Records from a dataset
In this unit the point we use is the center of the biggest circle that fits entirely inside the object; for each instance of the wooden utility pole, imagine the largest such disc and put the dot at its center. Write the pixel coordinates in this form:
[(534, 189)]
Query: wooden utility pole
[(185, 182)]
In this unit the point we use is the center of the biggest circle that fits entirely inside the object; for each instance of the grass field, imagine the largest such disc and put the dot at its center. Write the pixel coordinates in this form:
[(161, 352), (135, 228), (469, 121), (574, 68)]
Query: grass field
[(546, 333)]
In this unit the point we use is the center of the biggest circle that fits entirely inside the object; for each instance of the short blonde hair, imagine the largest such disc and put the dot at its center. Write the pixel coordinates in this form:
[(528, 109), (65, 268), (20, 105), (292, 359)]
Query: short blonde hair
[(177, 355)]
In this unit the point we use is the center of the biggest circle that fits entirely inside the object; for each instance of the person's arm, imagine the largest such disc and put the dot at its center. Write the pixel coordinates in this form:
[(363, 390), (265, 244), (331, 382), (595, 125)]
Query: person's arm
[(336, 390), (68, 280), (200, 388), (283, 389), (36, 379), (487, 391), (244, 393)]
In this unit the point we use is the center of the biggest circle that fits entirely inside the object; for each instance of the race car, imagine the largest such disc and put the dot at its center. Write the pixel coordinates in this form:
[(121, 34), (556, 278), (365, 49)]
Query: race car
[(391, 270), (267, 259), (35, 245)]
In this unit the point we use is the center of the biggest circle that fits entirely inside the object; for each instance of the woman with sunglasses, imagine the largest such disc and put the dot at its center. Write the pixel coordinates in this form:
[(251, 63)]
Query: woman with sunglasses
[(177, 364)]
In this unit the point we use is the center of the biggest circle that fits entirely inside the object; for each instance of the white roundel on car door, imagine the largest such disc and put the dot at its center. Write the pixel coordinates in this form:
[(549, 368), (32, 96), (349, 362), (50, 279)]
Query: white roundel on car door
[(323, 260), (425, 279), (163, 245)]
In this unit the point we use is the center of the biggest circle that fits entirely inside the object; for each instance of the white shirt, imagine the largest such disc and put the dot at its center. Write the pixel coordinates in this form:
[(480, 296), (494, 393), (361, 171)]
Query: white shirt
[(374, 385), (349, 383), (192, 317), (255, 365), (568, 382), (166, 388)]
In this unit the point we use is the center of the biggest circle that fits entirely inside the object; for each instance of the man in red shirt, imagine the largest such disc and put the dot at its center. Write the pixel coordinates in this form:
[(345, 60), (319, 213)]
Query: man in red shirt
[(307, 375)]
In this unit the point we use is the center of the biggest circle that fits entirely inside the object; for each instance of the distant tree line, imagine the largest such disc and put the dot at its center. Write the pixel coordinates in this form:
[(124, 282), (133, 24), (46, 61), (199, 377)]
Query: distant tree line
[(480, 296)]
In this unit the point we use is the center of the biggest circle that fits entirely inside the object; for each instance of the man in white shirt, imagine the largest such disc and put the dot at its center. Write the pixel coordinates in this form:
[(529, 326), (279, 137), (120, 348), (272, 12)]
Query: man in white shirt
--
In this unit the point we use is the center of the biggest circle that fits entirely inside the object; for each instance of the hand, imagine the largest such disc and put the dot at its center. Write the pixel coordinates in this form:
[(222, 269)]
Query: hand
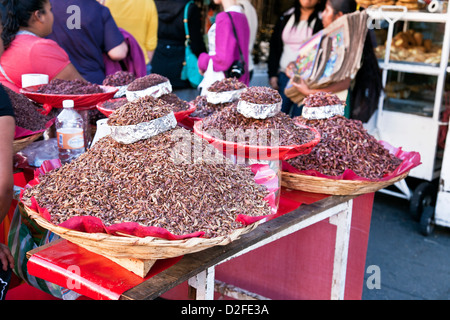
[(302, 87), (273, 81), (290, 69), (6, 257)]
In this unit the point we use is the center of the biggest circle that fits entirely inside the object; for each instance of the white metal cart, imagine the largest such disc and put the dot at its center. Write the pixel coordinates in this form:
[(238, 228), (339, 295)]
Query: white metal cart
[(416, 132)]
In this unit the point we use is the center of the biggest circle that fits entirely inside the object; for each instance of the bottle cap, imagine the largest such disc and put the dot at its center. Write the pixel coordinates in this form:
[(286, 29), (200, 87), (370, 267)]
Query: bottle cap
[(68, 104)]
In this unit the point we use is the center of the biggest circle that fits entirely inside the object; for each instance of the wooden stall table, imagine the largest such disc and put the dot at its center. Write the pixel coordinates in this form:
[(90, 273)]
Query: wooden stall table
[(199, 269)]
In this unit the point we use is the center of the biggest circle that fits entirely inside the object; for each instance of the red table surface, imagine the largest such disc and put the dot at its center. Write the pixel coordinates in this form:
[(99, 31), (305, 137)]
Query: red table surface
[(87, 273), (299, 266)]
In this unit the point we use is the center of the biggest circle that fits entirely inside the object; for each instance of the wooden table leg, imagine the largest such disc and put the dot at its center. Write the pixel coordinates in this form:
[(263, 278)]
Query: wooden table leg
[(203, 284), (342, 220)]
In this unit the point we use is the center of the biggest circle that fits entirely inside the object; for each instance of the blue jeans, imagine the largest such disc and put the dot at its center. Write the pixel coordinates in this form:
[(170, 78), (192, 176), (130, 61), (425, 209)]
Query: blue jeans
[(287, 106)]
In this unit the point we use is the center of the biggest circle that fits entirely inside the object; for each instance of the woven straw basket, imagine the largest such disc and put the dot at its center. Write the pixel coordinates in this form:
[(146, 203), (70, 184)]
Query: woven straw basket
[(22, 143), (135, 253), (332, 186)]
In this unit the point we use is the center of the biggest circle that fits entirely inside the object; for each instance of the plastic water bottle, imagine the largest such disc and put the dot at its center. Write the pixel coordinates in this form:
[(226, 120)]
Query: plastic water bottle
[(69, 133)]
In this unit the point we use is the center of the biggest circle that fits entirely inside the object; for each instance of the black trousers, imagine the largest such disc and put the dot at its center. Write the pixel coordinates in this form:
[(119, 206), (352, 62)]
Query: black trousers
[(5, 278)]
---
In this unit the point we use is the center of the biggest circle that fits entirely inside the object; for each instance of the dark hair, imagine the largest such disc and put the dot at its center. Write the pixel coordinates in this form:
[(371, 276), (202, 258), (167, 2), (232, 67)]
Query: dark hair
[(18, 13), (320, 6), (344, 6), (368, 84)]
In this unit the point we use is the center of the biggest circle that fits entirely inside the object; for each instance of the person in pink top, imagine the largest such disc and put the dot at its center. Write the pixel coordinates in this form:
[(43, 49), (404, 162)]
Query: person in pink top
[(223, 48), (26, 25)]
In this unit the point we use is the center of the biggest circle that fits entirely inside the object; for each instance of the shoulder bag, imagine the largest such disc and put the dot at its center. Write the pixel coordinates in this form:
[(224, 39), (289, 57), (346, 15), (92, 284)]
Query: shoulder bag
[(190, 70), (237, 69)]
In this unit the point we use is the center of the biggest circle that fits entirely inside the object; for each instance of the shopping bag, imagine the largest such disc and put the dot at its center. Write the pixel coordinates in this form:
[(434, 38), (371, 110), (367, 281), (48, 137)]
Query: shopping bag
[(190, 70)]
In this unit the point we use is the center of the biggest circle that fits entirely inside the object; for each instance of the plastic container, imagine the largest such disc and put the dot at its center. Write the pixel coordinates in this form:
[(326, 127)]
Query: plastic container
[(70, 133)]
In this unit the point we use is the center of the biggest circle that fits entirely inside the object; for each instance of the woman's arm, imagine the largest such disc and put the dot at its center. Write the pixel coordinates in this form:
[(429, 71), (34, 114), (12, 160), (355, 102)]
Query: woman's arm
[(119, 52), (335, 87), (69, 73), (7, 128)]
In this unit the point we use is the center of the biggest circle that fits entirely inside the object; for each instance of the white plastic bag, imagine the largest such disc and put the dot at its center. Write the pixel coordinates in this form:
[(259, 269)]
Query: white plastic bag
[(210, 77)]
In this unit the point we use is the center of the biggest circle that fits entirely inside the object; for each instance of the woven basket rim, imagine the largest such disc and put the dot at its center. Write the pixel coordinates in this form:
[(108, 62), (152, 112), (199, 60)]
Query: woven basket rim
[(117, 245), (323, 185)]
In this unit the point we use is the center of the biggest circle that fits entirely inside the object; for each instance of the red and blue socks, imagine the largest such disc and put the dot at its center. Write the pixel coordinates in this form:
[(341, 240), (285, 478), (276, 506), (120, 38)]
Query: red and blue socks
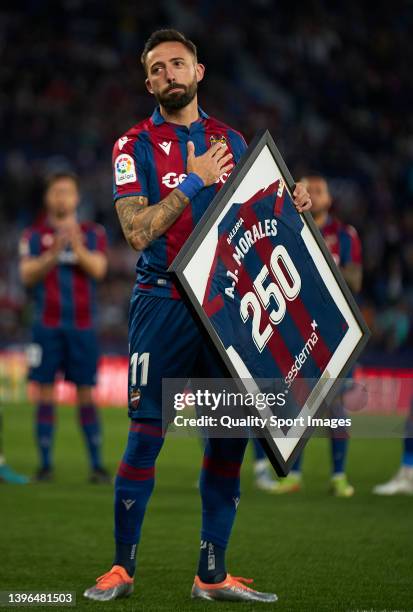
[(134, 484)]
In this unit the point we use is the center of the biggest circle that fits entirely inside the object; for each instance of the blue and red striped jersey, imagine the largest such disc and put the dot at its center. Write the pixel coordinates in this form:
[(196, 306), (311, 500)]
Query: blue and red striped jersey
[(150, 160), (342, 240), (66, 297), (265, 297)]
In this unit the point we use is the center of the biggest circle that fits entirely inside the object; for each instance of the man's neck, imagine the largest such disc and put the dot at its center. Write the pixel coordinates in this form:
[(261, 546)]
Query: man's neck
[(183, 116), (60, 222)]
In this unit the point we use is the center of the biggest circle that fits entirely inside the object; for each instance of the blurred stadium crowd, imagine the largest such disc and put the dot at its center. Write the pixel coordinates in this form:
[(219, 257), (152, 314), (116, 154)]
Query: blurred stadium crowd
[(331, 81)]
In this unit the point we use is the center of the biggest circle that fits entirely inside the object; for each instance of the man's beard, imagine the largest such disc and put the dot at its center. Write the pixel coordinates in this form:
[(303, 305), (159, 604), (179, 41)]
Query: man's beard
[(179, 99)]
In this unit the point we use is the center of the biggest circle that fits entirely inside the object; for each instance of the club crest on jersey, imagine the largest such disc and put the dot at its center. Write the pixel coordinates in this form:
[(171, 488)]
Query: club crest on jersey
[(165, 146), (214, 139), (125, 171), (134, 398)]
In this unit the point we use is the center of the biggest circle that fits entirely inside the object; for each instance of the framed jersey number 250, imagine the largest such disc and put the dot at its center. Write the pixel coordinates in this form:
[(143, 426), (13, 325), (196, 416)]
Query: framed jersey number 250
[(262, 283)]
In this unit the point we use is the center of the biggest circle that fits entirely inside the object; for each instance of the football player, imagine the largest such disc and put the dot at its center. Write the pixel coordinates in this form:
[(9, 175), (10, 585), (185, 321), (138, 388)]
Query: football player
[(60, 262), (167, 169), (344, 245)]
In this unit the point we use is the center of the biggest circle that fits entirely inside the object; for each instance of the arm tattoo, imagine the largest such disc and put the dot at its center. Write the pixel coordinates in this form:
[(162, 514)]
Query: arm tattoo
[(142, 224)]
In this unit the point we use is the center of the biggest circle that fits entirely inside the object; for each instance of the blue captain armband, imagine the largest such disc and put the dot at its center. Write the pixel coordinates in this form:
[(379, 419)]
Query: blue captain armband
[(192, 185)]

→ **What you need to do**: Recast the lines of the records above as a JSON list of strings, one string per line and no entries for blank lines. Start with the line containing "of the shoulder" and go on through the line containing "[(190, 70)]", both included, and give only those lines.

→ **Result below**:
[
  "In this unit the point we use is the center of the biggest circle that fits entirely inside the object; for each instance of the shoulder bag, imagine the largest such disc and put the dot at its center. Write the pixel coordinates in this form:",
  "[(224, 39), (289, 57), (346, 15), (92, 284)]",
  "Query: shoulder bag",
  "[(190, 70), (237, 69)]",
  "In this unit the point we use is the center of the biggest circle that fits entirely inside the object; for each instance of the shopping bag, imagine the largest such disc and put the dot at its center. Write the pixel coordinates in this form:",
  "[(434, 38), (371, 110), (367, 281), (48, 137)]",
  "Query: shopping bag",
  "[(190, 70)]"
]